◆ **What is asked**
Copy out the line containing "Pass the picture above and point out the white bouquet, giving" and each line after it, through the last one in the material, exactly as written.

Dataset records

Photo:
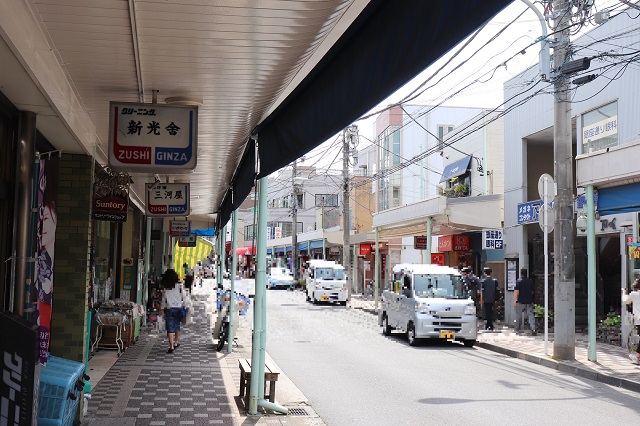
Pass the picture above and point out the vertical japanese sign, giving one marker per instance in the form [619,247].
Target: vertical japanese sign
[150,137]
[20,371]
[47,219]
[167,199]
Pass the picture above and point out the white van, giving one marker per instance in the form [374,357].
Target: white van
[428,302]
[326,282]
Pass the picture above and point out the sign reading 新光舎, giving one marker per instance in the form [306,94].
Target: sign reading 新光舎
[167,199]
[151,137]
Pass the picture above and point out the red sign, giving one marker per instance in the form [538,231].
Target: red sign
[453,243]
[437,259]
[420,243]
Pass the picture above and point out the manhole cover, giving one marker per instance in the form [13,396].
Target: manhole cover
[297,411]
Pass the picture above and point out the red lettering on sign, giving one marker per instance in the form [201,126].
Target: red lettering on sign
[158,209]
[133,154]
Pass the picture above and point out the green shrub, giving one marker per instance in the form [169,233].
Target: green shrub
[612,320]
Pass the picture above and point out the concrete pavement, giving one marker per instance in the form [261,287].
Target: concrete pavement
[612,366]
[196,385]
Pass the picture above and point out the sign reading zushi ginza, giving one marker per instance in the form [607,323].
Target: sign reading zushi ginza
[167,199]
[152,137]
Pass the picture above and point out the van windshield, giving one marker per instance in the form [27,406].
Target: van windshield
[329,274]
[444,286]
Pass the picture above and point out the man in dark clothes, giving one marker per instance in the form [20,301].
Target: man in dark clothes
[523,301]
[488,295]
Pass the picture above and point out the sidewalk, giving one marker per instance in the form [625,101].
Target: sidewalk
[612,367]
[195,385]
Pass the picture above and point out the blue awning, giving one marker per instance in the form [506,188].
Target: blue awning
[619,199]
[455,169]
[316,244]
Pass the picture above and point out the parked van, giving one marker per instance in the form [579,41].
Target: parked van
[428,302]
[326,282]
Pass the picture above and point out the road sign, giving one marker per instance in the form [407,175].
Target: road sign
[152,138]
[167,199]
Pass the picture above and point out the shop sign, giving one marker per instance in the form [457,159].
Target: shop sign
[20,371]
[152,138]
[365,249]
[453,243]
[420,242]
[188,241]
[179,228]
[492,239]
[167,199]
[528,212]
[437,259]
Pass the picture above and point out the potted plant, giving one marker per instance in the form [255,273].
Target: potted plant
[538,313]
[609,328]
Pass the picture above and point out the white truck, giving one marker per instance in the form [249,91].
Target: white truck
[326,282]
[428,302]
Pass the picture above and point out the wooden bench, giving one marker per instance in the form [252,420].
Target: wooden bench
[270,375]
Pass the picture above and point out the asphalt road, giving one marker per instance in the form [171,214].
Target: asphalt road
[353,375]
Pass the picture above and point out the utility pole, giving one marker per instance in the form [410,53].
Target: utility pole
[346,141]
[294,220]
[564,262]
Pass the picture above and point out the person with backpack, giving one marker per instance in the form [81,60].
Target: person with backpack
[488,296]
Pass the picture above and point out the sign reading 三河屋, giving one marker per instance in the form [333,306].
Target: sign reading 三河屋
[151,137]
[492,239]
[167,199]
[179,228]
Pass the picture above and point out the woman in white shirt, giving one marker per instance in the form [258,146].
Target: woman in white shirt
[634,297]
[172,303]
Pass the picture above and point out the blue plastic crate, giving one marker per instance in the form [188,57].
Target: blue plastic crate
[59,396]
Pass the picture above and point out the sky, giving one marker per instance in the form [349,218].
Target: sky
[495,55]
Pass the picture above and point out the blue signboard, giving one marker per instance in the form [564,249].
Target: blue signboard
[528,212]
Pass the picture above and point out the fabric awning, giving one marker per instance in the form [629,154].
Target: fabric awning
[315,244]
[455,169]
[371,60]
[619,199]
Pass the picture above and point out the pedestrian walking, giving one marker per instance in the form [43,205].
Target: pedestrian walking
[472,283]
[523,297]
[172,303]
[188,277]
[634,299]
[488,297]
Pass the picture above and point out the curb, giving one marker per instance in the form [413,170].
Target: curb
[564,367]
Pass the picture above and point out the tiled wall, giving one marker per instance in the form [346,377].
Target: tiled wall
[71,264]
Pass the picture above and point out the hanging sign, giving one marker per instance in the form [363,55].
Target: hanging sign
[167,199]
[492,239]
[152,138]
[179,228]
[188,241]
[420,242]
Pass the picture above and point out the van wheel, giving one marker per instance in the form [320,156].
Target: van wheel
[386,328]
[411,335]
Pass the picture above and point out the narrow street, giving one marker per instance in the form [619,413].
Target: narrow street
[352,374]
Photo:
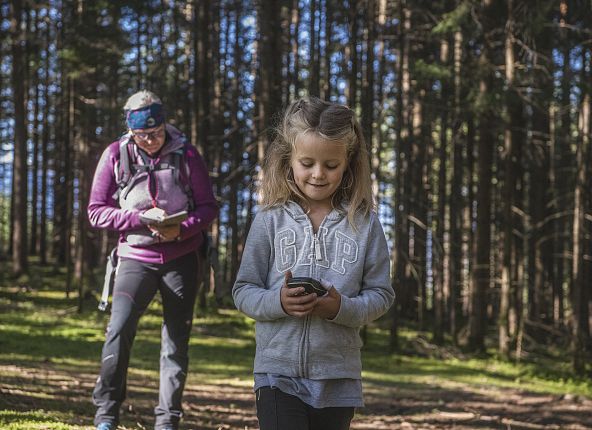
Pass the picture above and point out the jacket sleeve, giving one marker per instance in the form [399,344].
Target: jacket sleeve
[249,292]
[206,207]
[103,211]
[376,294]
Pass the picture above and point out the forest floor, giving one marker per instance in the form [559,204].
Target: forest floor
[49,354]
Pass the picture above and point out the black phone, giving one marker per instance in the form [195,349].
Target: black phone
[311,286]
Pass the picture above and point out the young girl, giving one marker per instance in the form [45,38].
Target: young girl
[317,221]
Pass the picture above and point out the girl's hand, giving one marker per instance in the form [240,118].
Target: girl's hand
[293,304]
[166,233]
[328,306]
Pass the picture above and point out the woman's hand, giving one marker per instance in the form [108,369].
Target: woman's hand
[293,303]
[328,306]
[165,233]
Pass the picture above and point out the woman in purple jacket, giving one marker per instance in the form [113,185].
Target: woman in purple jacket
[159,171]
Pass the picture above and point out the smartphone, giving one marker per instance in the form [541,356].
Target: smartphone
[311,286]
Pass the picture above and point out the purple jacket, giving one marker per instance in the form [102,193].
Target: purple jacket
[106,212]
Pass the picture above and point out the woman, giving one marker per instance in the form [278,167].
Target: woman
[150,169]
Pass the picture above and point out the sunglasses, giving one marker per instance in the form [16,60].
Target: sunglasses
[149,136]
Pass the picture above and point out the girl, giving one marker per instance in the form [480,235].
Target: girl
[317,221]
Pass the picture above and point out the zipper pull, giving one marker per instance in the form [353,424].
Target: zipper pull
[317,246]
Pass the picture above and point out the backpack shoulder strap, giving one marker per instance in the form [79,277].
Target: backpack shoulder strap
[123,168]
[183,173]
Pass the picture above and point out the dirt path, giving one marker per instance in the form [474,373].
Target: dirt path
[231,406]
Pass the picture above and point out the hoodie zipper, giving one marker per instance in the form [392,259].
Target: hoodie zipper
[318,256]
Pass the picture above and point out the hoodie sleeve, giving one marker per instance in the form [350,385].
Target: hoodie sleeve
[249,292]
[376,294]
[103,211]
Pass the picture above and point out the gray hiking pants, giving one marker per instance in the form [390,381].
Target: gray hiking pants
[135,286]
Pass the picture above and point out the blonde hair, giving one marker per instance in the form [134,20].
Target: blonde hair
[140,100]
[329,121]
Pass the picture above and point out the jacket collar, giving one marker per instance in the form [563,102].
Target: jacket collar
[296,212]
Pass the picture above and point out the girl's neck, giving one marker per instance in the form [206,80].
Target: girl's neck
[317,214]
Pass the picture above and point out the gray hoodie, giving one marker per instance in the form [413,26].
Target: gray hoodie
[356,262]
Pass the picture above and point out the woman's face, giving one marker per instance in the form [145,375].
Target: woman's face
[150,139]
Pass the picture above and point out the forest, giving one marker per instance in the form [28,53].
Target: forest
[476,115]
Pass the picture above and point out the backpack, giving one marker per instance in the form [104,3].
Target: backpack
[126,171]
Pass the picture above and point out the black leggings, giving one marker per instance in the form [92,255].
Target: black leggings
[277,410]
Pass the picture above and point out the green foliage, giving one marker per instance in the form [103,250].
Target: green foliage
[41,334]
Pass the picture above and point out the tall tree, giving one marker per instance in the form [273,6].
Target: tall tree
[19,209]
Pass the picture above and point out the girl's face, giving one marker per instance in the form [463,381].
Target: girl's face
[150,139]
[318,165]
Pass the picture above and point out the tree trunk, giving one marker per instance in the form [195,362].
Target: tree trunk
[19,237]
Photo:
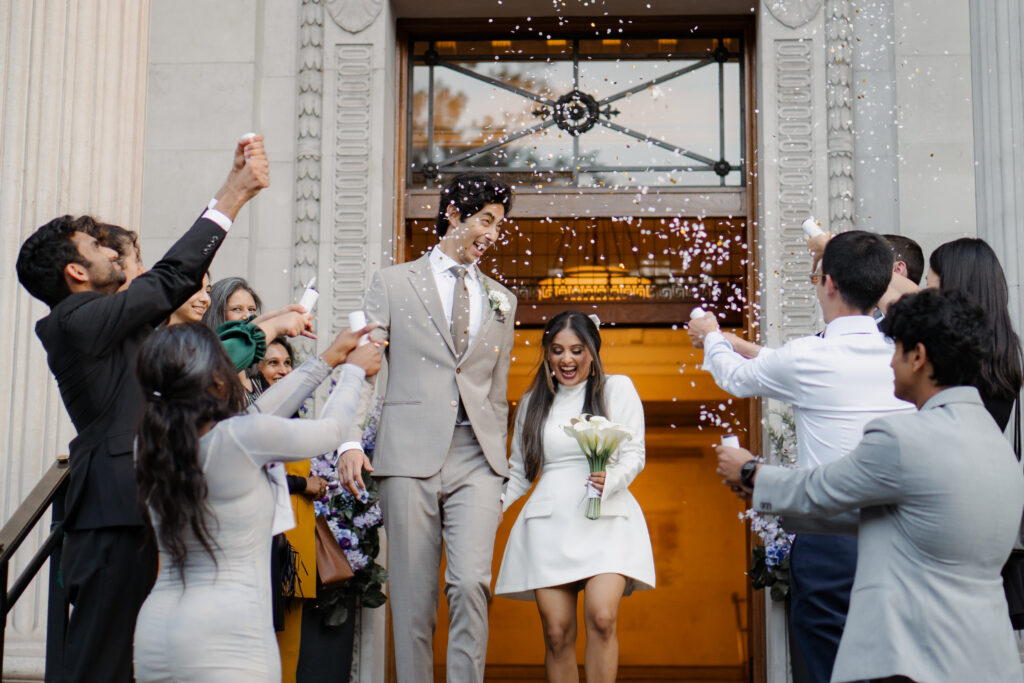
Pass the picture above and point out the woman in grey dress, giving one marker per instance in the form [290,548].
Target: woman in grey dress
[200,466]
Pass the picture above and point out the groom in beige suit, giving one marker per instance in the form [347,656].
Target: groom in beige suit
[440,454]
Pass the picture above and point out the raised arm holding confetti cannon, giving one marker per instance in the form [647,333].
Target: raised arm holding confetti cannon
[91,336]
[836,382]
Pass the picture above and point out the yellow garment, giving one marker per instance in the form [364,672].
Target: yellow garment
[303,541]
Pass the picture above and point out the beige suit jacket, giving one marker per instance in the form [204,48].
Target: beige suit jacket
[939,495]
[424,379]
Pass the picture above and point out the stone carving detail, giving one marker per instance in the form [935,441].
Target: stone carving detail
[795,114]
[305,251]
[351,181]
[354,15]
[839,102]
[794,13]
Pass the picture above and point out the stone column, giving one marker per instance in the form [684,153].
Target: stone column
[803,161]
[356,206]
[75,79]
[997,76]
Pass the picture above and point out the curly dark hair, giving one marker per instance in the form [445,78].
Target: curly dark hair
[971,266]
[952,328]
[187,381]
[46,253]
[861,264]
[469,193]
[542,388]
[123,241]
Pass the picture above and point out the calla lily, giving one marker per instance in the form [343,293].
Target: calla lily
[599,438]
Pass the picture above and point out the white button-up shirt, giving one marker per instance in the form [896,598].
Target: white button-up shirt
[837,383]
[440,264]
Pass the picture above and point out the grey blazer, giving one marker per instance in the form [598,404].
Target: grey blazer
[940,496]
[424,379]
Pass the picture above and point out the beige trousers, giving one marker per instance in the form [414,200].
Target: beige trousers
[457,507]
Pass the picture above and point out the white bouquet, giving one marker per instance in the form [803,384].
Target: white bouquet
[598,438]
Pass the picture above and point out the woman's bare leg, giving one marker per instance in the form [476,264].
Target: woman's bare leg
[557,606]
[600,609]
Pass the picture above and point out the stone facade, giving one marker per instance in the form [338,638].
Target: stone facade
[863,114]
[71,139]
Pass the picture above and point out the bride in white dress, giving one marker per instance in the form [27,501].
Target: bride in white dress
[200,465]
[554,551]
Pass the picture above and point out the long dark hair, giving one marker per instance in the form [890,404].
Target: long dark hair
[187,381]
[542,389]
[970,265]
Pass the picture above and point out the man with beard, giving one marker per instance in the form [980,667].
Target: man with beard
[91,337]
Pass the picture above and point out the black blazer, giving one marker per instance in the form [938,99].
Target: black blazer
[91,341]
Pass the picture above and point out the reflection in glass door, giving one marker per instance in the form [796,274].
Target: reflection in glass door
[594,131]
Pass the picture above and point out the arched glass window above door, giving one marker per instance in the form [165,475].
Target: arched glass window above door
[558,113]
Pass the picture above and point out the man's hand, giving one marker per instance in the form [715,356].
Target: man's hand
[250,173]
[315,487]
[350,466]
[700,328]
[288,324]
[741,346]
[730,460]
[816,246]
[343,343]
[368,356]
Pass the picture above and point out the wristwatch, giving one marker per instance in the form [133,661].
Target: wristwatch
[747,473]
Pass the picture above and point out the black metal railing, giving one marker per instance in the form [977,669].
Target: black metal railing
[49,491]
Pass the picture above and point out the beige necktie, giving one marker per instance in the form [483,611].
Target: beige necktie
[460,310]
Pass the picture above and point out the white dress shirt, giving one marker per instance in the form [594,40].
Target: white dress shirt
[440,264]
[837,383]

◆ **Reply to the exercise**
Pass the picture above and point out the white bouquet, giving one marker per instance in the form [803,384].
Target: white bouquet
[598,438]
Pass the picture above and point out the woman's bare leg, giving one marker per instance in the form [476,264].
Target: woman's bare leg
[557,606]
[600,609]
Pass the picture above and point out the stone facade, giving one marker per instance in the form [338,638].
Target: stone facade
[863,114]
[71,139]
Pass the picture above and point out the bride in white dress, giving one marker per instance in the form [27,501].
Target: bride in white dress
[200,465]
[554,551]
Pass the picture above and point out the long dark hair, giving one marker per instance in the form [890,404].
Target: long dark hair
[187,381]
[542,389]
[970,265]
Pass the picture above and point out the man with beard, giving one marker per instance in the form [980,667].
Target: man with beard
[91,337]
Pass the picture above and point out the black blazer, giving one marker per instance in the form [938,99].
Target: black blazer
[91,341]
Pass the picture above and point out the reflection in glass door, giving one marker per instance in the form [796,274].
Target: reflection in glass door
[594,131]
Pass the picture above and point out the arched glass window above door, giving one marker per instance in the form [165,475].
Target: arched glass window above door
[558,113]
Pass the picture above and point out the man's hand, giving one marker per instance in the form [715,356].
Target: man's hand
[250,173]
[315,487]
[350,466]
[700,328]
[288,324]
[741,346]
[730,460]
[816,246]
[343,343]
[368,356]
Pass the picture above and point out the wristwatch, giving one marker per instance in the form [133,661].
Target: wristwatch
[747,473]
Pass the picture above and point out the black metal railing, giving one marker per instance in the form [977,669].
Target: black metal railing
[49,491]
Pass the picture above and point out the beige necktie, giving one marker per instance in the form [483,611].
Target: beige necktie
[460,310]
Pass the picture above and point out the white dress shirt, giving one marker per instance in the form [594,40].
Target: white dress shirt
[440,264]
[837,383]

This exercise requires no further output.